• _Given records_:
§ §

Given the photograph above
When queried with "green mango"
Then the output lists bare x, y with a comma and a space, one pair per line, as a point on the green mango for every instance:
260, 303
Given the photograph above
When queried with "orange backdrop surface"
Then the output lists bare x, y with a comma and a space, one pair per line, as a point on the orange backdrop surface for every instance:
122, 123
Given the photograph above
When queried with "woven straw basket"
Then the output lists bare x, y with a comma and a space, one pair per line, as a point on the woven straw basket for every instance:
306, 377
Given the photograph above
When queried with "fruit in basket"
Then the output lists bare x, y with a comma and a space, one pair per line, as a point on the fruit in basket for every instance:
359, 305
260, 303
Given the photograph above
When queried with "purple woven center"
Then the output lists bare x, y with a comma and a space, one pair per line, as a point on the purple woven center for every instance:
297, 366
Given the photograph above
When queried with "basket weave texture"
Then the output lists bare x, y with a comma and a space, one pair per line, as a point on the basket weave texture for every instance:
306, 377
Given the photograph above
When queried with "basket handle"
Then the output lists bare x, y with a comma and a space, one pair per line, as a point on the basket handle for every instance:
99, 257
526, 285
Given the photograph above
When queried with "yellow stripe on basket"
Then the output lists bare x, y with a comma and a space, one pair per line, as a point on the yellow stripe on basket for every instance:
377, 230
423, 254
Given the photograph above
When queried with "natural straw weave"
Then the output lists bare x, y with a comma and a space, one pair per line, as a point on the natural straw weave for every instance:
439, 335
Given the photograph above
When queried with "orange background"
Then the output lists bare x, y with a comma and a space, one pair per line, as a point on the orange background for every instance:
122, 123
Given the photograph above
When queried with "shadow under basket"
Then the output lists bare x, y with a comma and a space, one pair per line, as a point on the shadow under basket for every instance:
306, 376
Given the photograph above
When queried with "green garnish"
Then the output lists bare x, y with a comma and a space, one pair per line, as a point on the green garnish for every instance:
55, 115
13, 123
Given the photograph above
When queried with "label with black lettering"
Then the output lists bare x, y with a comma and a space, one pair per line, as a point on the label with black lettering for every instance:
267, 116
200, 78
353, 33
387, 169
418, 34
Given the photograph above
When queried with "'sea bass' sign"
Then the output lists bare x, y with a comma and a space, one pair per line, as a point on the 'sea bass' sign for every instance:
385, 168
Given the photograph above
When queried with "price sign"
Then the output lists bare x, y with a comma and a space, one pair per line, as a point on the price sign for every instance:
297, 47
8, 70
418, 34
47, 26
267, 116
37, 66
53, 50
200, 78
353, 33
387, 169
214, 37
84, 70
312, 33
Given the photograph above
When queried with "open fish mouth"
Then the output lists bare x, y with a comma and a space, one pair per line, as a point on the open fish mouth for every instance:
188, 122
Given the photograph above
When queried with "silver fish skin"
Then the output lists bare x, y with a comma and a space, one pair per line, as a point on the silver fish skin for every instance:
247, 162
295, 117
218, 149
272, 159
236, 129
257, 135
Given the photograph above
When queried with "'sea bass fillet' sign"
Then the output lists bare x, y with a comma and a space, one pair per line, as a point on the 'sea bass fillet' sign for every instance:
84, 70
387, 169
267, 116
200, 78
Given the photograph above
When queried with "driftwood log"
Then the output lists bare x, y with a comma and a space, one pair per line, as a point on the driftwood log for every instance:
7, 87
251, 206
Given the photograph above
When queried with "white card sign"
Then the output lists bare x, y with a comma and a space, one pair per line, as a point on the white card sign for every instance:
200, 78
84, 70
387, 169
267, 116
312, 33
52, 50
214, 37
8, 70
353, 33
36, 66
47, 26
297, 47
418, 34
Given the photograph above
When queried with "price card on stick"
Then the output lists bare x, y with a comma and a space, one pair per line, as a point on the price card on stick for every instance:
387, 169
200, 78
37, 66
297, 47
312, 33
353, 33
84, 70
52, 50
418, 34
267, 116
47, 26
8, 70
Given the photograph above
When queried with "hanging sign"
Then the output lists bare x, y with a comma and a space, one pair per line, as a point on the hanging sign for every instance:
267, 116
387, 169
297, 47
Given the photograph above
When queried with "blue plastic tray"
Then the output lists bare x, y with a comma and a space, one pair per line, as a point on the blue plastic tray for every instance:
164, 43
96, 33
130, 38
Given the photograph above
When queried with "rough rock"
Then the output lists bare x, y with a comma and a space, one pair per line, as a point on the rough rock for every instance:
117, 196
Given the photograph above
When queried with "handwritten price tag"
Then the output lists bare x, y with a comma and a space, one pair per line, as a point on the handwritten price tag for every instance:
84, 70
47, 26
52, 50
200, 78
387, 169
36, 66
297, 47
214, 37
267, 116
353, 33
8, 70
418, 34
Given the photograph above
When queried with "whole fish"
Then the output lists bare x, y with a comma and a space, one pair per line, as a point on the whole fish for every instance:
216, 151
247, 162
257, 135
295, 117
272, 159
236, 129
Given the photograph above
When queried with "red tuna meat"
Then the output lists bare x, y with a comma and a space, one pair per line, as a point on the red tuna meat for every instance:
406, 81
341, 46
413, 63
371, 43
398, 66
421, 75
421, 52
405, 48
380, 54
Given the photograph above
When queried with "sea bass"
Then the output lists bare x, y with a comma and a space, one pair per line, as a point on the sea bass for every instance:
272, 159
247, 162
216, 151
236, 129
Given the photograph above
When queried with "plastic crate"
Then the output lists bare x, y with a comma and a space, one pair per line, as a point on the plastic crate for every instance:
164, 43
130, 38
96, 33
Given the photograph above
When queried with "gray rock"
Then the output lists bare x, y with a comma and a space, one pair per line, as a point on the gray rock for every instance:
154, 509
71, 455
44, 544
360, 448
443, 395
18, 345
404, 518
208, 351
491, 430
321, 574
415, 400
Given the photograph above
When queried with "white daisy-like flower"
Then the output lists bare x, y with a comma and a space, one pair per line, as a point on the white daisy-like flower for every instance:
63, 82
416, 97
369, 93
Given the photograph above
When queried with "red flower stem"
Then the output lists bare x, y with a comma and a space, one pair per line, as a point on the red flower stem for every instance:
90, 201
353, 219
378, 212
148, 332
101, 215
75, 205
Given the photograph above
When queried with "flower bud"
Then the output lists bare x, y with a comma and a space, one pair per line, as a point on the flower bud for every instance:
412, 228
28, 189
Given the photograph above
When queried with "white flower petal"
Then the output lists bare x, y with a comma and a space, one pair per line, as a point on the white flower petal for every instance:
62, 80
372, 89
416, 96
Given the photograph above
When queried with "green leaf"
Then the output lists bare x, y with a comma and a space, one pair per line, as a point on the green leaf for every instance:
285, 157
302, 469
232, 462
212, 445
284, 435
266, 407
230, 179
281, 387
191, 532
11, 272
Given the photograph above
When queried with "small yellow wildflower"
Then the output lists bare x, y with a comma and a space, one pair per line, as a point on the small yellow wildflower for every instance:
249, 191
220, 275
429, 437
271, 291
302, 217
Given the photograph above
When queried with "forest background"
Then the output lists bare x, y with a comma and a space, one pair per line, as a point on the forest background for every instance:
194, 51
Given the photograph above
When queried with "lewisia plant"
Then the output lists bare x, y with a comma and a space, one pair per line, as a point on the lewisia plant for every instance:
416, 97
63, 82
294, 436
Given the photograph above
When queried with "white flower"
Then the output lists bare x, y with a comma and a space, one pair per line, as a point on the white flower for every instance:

§ §

• _Exercise_: Go through the listing and print each line exactly as it appears.

• _Reply to the exercise_:
Given the photograph above
When queried with "green mango"
Then the output lists bare x, y with a comma and a space, one pair per line, as a point on the green mango for every instance:
260, 303
Given the photograph above
When queried with "orange backdrop surface"
Then the output lists bare x, y with a comma and a space, one pair per line, as a point on the orange backdrop surface for every instance:
122, 123
Given the photograph above
When queried with "woven straw basket"
Then the output lists bare x, y with a comma and a space, one pair per line, as a point on the woven straw basket for every instance:
306, 377
Given the photograph above
When queried with "fruit in basket"
Then the output lists bare x, y with a comma and a space, one pair per line, as a point on the fruit in basket for every instance:
359, 305
260, 303
Given the photograph above
When queried with "purple woven center"
Then the output lists bare x, y with a comma and a space, one pair per line, as a point on the purple woven center for every instance:
297, 366
Given the photograph above
When queried with "basket weave texture"
Then the output lists bare x, y with a comma and a space, one pair per line, as a point on the basket weave texture for every instance:
306, 377
Given the photograph above
When queried with "basket handle"
Then the output lists bare x, y with a comma and a space, one pair per line, as a point on the basket handle for every instance:
99, 257
526, 285
Given the photograph above
When queried with "yellow stripe on basket"
Then the output lists bare x, y with a comma and a space, one pair per line, as a point on the yellow stripe on basket for every instance:
377, 230
423, 254
Given the photograph above
When queried with "natural straw weave"
Then the output lists bare x, y with a comma and a space, one pair per line, as a point on the natural straw weave for every instance:
439, 335
Given the photograph above
When queried with "orange background"
Then the output lists bare x, y with a comma and a space, one pair per line, as a point on the orange background for every instance:
122, 123
Given the photograph above
When queried with "shadow under basket"
Then the output lists bare x, y with a comma and a space, one pair per line, as a point on the shadow under basket for every instance:
306, 376
Given the photograph above
When queried with "green garnish"
Then the output lists bare x, y with a comma and a space, one pair per line, as a point on the green garnish for every instance:
55, 115
13, 123
Given the photograph above
When queried with "label with black lettering"
Then the output lists bare x, y with a comma and a space, one pair per line, as a point on the label with black lettering for every instance:
267, 116
200, 78
353, 33
387, 169
418, 34
Given the photograph above
When queried with "'sea bass' sign"
Then the output lists bare x, y with a comma and a space, one pair per line, as a point on the 'sea bass' sign for every instance:
385, 168
Given the photograph above
When queried with "price sign"
Then the output lists bare x, y with a comma and a space, one pair per line, as a point on the price sign for every instance:
297, 47
8, 70
418, 34
47, 26
267, 116
37, 66
53, 50
200, 78
353, 33
387, 169
214, 37
84, 70
312, 33
Given the photograph above
When queried with "open fish mouth"
Then the output lists bare x, y with a comma and a space, one pair per line, as a point on the open fish mouth for every instance:
188, 122
Given the photograph above
When queried with "silver fish skin"
Then the output lists bare x, y with a comma and a space, one pair per line, as a point on the silver fish skin for every instance:
247, 162
295, 117
218, 149
272, 159
236, 129
257, 135
Given the photograph above
When queried with "'sea bass fillet' sign"
Then the output lists bare x, y with a comma and a space, one pair per line, as a point on the 'sea bass fillet' sign for every instance:
84, 70
387, 169
267, 116
200, 78
Given the photograph above
When queried with "driftwood log"
Then the output lists bare x, y with a comma and a space, one pair per line, as a point on the driftwood log for every instance:
7, 87
251, 206
Given the photograph above
When queried with "white card sign"
Then the output lists bare x, y with a comma and a space, one pair per line, as a point on the white card sign for every instance:
200, 78
84, 70
387, 169
267, 116
312, 33
52, 50
214, 37
8, 70
353, 33
36, 66
47, 26
297, 47
418, 34
Given the photograph above
When queried with "price card on stick"
Then the output lists bare x, y with a comma and a space, one pair per line, as a point on the price card on stick for every instance:
387, 169
200, 78
37, 66
297, 47
312, 33
353, 33
84, 70
52, 50
418, 34
267, 116
47, 26
8, 70
Given the photograph above
When queried with "hanging sign"
Then the output lists bare x, y with a comma and a space, one pair per line, as a point on the hanging sign for every instance:
267, 116
387, 169
297, 47
Given the photograph above
When queried with "blue plastic tray"
Then the output lists bare x, y with a comma and a space, one pair per line, as a point on the blue plastic tray for every instance:
164, 43
96, 33
130, 38
Given the photograph above
When queried with "rough rock"
Then the output lists bare x, y with a comma and a space, one pair per line, as a point on the rough rock for every instance:
117, 196
Given the photograph above
When queried with "handwritten price tag"
Then the output lists bare x, y with a comma and a space, one pair per line, as a point on the handwritten price tag for every instance:
84, 70
47, 26
52, 50
200, 78
387, 169
36, 66
297, 47
214, 37
267, 116
353, 33
8, 70
418, 34
Given the photograph above
When queried with "whole fish"
Then the output lists bare x, y with a comma and a space, one pair per line, as a point on the whole fish for every instance:
216, 151
247, 162
257, 135
295, 117
272, 159
236, 129
Given the photograph above
When queried with "red tuna meat"
Then the output lists bare x, y with a comma and a space, one pair per line, as a point on the red tuna meat for every instance:
406, 81
341, 46
413, 63
371, 43
398, 66
421, 75
421, 52
405, 48
380, 54
Given the photograph above
When queried with "sea bass"
Then the output lists bare x, y with a comma and a space, one pair per line, as a point on the sea bass for every instance:
272, 159
247, 162
216, 151
236, 129
Given the photograph above
When queried with "plastic crate"
Then the output lists bare x, y with a comma and a space, one pair per line, as a point on the plastic crate for every instance:
164, 43
130, 38
96, 33
Given the photograph above
When queried with "gray rock"
Then the output lists bare x, y with a comma and a space, one pair per line, as a point on the gray rock for every instance:
154, 509
71, 455
44, 544
360, 448
443, 395
18, 345
404, 518
208, 351
491, 430
321, 574
415, 400
Given the photograph above
When queried with "white daisy-like flower"
Then the output lists bare x, y with a comma and a space, one pair per line, as a point on the white daisy-like flower for every instance:
63, 82
416, 97
369, 93
Given the photograph above
When queried with "red flower stem"
Then the output lists bare x, y with a comma and a space, one pair per line, as a point on the red flower stem for every instance:
90, 201
353, 219
378, 212
148, 332
101, 215
75, 205
Given the photograph above
When queried with "flower bud"
Then the output lists bare x, y with a comma and a space, one pair per line, as a point on the flower bud for every instance:
412, 228
28, 189
Given the photograph above
When queried with "white flower petal"
Then the output lists bare x, y with a comma and a space, one pair per line, as a point on the white flower petal for every instance:
62, 80
372, 89
416, 96
Given the photograph above
When queried with "green leaf"
Then the output lists bare x, y with a comma and a space, one pair per line, as a point on the green leaf for every instance:
285, 157
302, 469
232, 462
212, 445
284, 435
266, 407
230, 179
281, 387
191, 532
11, 272
Given the photograph above
When queried with "small yellow wildflower"
Then the output lists bare x, y with a comma and a space, one pair per line, as a point on the small yellow wildflower for every instance:
249, 191
220, 275
429, 437
271, 291
302, 217
Given the photograph above
When queried with "forest background"
Then the output lists bare x, y with a comma and a space, one pair per line, as a point on the forest background for every instance:
194, 51
Given the photograph above
When queried with "lewisia plant"
Then the output lists bare x, y with a comma and a space, one pair per line, as a point on the lewisia plant for every instance:
416, 97
63, 82
294, 436
Given the photograph above
When queried with "white flower"
Then the output lists bare x, y with a comma and a space, one pair per line, as a point on the white flower for every instance:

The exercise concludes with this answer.